* **学習用テキスト**

==*==

小児感染症科医のお勉強ノート

小児感染症を専門に診療しています。論文や病気のまとめを紹介します。

子供に点滴の痛みを味わせないためにできること

 小児科では、子供が辛い処置をする時に、ディストラクションということをします。ホスピタルプレイスペシャリスト(HPS)が、医師や看護師と一緒に処置室に入り、点滴などの処置をしている間、患児の気をそらせるように、遊んだり、動画を見せたりしてくれます。
 これは当院のディストラクションの様子です(私とHPSさんと、協力してくれる患者さんです)
 
 小児科病棟でも、みんなが、「少しでも痛くないように」と考えて行動しています。今回紹介する論文は、3Dアニメーションを使ったディストラクションを使うことで、小さなお子さんの痛みを軽減できたという報告です。
 少しお金はかかるかもしれませんが、処置室の天井にアニメーションを投影することで、子どもたちの笑顔が増えるかもしれません。
 
 実際に、メガネ無しでの3D映像は次々と実用化されているようです。
 
Effect of a Virtual Reality Environment Using a Domed Ceiling Screen on Procedural Pain During Intravenous Placement in Young Children: A Randomized Clinical Trial 
JAMA Pediatr . 2022 Nov 21. doi: 10.1001/jamapediatrics.2022.4426.
 
はじめに
 バーチャルリアリティVR)を用いたディストラクション(注意を反らすこと、気晴らし)は、様々な痛みを伴う処置の際に、痛みを軽減させることが証明されている。しかし、市販のVRシステムは、通常、頭に機械を装着してディスプレイを見る必要があるため、幼児に実施することは困難な事が多い。本研究では、小児の救急部門において、新たに開発されたドーム型天井スクリーンを用いたVR環境が、標準的な手技と比較して、静脈内にカテーテル留置する際の苦痛を軽減するかどうかを明らかにすることを目的とした。

==*==

* **記録一覧**

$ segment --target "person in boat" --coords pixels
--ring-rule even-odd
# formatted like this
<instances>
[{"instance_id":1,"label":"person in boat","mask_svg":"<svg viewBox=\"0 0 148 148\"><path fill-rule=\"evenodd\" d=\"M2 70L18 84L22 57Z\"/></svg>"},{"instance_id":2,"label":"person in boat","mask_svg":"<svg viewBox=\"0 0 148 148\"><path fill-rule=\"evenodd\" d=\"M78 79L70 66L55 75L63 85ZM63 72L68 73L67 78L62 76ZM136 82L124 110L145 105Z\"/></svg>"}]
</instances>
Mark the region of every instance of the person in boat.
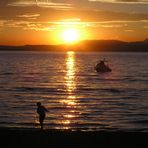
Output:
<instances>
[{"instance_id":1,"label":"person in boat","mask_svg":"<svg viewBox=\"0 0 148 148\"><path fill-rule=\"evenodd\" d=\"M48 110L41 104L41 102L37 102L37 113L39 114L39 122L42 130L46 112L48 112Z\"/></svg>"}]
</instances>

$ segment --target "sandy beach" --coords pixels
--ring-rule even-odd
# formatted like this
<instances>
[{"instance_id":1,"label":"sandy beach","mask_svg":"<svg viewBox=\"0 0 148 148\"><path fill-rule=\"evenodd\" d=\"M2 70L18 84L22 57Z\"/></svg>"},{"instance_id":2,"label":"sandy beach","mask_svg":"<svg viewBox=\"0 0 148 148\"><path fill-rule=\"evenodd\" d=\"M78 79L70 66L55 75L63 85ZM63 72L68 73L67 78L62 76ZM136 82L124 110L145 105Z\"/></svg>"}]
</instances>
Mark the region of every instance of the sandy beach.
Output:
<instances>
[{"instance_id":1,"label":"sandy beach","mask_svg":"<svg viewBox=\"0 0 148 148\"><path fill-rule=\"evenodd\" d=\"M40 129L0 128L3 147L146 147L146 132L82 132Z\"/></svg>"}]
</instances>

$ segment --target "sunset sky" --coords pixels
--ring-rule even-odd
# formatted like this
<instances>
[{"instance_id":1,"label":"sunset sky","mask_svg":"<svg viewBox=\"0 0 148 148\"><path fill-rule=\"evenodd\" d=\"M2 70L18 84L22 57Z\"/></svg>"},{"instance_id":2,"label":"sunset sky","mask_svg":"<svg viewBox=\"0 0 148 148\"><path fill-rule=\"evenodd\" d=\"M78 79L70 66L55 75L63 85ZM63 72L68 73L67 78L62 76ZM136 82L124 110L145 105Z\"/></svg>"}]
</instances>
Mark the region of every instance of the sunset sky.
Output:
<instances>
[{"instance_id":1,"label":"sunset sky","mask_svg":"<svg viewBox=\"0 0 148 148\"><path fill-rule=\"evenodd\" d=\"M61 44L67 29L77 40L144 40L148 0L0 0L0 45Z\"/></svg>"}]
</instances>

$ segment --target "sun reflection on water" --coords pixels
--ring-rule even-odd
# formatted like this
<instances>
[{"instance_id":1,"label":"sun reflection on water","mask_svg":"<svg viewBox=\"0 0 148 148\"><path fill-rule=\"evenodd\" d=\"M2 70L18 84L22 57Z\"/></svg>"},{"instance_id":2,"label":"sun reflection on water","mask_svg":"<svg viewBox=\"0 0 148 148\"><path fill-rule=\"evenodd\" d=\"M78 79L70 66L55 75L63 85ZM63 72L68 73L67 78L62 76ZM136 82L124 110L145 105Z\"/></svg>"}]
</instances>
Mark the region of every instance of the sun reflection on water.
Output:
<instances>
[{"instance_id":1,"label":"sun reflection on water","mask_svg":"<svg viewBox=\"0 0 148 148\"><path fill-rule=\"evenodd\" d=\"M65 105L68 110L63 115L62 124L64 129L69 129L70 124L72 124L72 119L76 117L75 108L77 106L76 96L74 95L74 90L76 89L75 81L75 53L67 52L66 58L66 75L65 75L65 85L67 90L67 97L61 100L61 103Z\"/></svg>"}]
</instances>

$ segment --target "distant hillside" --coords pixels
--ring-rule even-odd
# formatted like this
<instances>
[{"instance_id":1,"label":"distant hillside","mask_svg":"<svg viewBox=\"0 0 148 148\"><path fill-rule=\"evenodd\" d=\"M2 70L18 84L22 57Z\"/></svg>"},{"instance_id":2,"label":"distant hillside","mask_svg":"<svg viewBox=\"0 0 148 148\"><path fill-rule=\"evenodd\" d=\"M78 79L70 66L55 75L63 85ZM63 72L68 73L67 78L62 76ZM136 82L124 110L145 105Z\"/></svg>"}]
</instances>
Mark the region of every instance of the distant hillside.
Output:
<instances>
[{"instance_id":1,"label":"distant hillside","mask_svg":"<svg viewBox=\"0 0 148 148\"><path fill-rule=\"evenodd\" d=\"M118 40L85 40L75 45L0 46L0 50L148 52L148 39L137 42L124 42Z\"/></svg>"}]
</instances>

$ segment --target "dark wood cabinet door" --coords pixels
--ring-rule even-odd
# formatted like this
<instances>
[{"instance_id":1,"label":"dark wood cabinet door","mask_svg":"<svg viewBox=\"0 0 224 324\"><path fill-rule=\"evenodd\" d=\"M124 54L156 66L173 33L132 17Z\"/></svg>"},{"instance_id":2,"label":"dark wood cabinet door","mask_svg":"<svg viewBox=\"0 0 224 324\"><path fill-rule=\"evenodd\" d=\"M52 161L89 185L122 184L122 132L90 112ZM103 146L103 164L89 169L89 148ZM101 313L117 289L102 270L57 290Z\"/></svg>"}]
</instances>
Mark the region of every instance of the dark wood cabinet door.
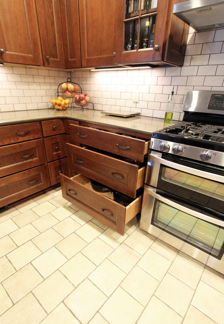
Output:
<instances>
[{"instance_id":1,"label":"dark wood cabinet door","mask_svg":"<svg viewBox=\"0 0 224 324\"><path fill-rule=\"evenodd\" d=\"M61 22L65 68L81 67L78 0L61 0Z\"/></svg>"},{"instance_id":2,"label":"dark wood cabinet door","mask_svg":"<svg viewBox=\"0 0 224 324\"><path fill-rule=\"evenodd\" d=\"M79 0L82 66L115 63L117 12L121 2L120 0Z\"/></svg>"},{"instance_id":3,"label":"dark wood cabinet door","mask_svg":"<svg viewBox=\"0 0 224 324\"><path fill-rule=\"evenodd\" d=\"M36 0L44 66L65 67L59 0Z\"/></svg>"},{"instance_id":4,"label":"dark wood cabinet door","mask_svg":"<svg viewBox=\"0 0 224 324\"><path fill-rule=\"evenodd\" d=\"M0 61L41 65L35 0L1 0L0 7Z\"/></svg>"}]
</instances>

==*==

* **取り組み方**
学習用テキストの「小児感染症科医のお勉強ノート」から「動画を見せたりしてくれます。」までを、両端も含めて書き写してください。その際、「処置室」は「診察室」に置き換えてください。

* **解答欄**
小児感染症科医のお勉強ノート

小児感染症を専門に診療しています。論文や病気のまとめを紹介します。

子供に点滴の痛みを味わせないためにできること

 小児科では、子供が辛い処置をする時に、ディストラクションということをします。ホスピタルプレイスペシャリスト(HPS)が、医師や看護師と一緒に診察室に入り、点滴などの処置をしている間、患児の気をそらせるように、遊んだり、動画を見せたりしてくれます。